◆ **Objective**
Quote the records below verbatim, starting at the line that contains "Please indicate the man in yellow" and continuing up to and including the line that contains "(1051, 108)".

◆ **Extracted information**
▶

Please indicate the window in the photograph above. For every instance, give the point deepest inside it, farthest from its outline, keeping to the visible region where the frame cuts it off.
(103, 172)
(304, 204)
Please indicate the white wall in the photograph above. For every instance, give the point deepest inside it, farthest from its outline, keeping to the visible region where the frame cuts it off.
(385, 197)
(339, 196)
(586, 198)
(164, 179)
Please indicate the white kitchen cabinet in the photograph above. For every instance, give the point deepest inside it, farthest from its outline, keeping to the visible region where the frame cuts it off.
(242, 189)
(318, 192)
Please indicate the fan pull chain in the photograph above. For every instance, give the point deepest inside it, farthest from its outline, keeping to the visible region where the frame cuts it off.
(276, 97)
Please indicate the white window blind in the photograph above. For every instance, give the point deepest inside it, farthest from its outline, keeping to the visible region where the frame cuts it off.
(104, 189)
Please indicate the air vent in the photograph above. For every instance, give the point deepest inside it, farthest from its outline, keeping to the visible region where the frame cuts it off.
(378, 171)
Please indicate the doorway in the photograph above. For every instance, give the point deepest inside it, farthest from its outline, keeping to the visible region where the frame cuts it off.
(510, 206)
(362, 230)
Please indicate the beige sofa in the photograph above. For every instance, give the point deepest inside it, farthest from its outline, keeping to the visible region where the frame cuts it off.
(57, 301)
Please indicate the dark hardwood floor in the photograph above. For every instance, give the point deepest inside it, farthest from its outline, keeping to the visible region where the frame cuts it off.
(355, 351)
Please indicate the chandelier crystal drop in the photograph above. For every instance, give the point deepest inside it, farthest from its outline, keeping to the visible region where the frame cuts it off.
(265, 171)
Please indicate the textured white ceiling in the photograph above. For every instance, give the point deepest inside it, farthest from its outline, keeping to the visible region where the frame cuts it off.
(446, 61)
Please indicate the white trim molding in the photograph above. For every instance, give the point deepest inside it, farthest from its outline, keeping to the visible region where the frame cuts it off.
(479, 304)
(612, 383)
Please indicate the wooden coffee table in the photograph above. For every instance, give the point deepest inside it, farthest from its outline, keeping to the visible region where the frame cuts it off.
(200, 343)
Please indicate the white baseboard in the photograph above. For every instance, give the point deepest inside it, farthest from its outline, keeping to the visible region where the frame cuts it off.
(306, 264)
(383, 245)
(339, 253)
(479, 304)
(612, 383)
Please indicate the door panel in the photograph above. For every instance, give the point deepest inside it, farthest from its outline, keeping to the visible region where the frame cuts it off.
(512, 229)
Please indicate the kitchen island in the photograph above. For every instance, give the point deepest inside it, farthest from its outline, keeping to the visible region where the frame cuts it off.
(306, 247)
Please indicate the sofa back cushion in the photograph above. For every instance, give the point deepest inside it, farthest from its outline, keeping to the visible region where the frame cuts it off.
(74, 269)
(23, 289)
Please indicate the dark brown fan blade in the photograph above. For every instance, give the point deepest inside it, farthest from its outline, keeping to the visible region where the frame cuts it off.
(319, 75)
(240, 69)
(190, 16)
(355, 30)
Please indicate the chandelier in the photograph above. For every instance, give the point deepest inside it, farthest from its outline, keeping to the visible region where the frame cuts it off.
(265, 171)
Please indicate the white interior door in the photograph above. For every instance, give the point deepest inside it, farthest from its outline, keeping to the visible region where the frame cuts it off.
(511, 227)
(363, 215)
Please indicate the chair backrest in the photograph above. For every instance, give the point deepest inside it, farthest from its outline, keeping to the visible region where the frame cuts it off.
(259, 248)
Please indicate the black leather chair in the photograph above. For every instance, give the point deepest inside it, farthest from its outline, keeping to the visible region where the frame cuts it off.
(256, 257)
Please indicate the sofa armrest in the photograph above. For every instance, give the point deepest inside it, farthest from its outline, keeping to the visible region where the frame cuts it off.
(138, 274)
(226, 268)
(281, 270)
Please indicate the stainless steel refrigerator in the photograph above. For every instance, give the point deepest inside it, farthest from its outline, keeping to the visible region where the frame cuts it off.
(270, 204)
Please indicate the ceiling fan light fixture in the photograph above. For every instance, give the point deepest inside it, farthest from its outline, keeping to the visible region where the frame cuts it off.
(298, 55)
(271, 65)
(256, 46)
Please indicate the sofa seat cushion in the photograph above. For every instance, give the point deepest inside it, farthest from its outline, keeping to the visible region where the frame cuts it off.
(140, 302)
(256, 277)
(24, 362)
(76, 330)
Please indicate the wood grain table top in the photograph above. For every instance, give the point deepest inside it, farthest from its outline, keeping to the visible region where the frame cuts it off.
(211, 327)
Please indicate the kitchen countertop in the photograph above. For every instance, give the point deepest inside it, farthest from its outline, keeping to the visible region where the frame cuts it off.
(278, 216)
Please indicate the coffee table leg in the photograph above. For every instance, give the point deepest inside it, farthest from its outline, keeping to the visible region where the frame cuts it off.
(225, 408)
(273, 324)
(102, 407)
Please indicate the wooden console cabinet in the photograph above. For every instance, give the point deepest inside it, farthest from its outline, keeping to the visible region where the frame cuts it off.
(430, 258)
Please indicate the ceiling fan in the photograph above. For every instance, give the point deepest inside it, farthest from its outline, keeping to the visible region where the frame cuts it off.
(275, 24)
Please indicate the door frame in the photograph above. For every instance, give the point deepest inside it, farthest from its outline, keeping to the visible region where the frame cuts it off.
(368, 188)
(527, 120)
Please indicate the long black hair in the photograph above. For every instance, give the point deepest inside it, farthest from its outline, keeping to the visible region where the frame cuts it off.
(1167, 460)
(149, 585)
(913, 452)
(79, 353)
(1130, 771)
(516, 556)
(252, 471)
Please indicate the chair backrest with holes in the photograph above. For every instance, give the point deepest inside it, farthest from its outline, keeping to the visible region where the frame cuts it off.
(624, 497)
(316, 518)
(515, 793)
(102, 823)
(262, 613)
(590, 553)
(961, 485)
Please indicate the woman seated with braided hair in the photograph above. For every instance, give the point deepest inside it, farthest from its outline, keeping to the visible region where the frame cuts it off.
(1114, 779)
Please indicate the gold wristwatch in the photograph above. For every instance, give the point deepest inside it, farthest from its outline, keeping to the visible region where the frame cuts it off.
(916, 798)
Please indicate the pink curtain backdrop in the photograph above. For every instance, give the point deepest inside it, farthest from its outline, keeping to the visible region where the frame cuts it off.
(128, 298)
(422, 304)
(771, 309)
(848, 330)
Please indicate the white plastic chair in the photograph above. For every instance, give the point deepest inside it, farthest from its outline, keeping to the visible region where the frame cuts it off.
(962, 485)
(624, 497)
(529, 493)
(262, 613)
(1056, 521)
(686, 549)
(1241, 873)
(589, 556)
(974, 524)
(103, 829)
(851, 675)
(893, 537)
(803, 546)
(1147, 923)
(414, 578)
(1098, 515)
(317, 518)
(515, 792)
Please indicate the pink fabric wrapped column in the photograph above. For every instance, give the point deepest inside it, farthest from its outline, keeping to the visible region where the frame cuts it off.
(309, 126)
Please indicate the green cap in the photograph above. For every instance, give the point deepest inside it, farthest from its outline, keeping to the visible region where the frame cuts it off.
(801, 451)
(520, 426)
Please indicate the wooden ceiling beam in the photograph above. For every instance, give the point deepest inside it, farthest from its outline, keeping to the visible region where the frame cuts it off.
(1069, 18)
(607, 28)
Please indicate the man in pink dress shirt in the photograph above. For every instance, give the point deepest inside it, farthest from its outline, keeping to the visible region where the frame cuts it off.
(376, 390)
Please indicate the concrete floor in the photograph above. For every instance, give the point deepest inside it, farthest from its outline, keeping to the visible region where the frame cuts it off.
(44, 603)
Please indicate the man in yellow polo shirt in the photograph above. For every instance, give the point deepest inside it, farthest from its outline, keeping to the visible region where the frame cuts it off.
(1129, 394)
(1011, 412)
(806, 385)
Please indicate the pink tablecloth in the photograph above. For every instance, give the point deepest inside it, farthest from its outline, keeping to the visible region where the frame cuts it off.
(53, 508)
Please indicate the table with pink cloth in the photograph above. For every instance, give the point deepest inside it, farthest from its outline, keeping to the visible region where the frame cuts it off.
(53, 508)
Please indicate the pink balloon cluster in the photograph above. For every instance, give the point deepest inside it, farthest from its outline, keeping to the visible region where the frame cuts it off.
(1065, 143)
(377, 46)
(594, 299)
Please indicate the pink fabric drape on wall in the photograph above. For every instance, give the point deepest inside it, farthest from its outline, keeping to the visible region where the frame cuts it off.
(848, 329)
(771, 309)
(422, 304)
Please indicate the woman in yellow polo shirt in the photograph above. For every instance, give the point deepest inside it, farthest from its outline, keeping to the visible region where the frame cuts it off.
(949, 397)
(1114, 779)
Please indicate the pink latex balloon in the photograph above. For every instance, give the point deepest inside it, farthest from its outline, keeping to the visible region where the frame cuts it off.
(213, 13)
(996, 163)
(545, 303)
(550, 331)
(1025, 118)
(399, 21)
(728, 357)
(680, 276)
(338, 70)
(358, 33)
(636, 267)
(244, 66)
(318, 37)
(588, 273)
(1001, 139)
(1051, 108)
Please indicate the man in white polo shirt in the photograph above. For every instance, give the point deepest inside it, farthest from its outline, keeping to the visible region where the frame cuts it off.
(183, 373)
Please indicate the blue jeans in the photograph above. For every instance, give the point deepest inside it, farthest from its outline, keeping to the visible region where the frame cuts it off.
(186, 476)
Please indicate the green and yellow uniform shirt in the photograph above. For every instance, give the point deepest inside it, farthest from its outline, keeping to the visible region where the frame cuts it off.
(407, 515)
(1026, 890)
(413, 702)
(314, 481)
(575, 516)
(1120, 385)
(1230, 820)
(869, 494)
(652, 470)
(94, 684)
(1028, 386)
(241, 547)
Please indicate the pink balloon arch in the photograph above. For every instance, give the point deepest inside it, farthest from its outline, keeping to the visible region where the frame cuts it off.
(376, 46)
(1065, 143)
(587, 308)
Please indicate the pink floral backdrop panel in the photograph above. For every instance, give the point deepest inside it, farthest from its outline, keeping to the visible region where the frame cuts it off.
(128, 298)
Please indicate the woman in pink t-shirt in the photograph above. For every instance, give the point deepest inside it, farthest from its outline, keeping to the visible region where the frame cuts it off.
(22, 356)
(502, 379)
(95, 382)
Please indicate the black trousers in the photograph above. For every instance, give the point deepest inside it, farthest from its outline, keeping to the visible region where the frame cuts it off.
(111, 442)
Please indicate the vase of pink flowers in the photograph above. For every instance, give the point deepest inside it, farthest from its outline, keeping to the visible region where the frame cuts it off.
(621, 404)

◀

◆ **Written solution**
Please indicate the man in yellow polo shirt in the photograph above. For every instance, give the point deepest inside it, farthest from its outline, keeping to the visible region where the frame cuts it off.
(1129, 394)
(1011, 412)
(806, 385)
Please indicate the pink tablecloth in the photograph above. For every instance, give the point deepest inside it, farthest from its outline, keeping to the visible region where the frame cuts it off.
(53, 508)
Please indicate the table with pink cloth in the photograph above. For every instance, give the point deepest inside it, farthest from its outline, keeping to the visible region where the frame cuts it off.
(53, 508)
Please indicate the pink balloon cluster in the photograph above. For every instance, give the point deepest inside it, farthest from its outline, keeping to the visible region where the frame cuts it off.
(1065, 143)
(377, 46)
(594, 299)
Please indicate the pink fabric drape on wall in the photograph above. For every instance, give the point deepest inside it, farthest from its outline, keeping to the visible region where the frame cuts it off.
(848, 329)
(771, 309)
(422, 304)
Please indicate the woman in yellow polo shirt in the photograph above. For every instance, give the point deepest inside it, farthest from its outline, keeping to the visible region where the frame cuts it off.
(949, 397)
(1114, 779)
Please indicate the pink latex balloon in the photograph above. For every instance, give the point deepest inside it, farthest from its outline, keeping to the visible region where the frame cuts it off.
(213, 13)
(996, 163)
(545, 303)
(550, 331)
(1025, 118)
(399, 21)
(728, 357)
(680, 276)
(338, 70)
(358, 33)
(636, 267)
(244, 66)
(318, 37)
(588, 273)
(1001, 139)
(1051, 108)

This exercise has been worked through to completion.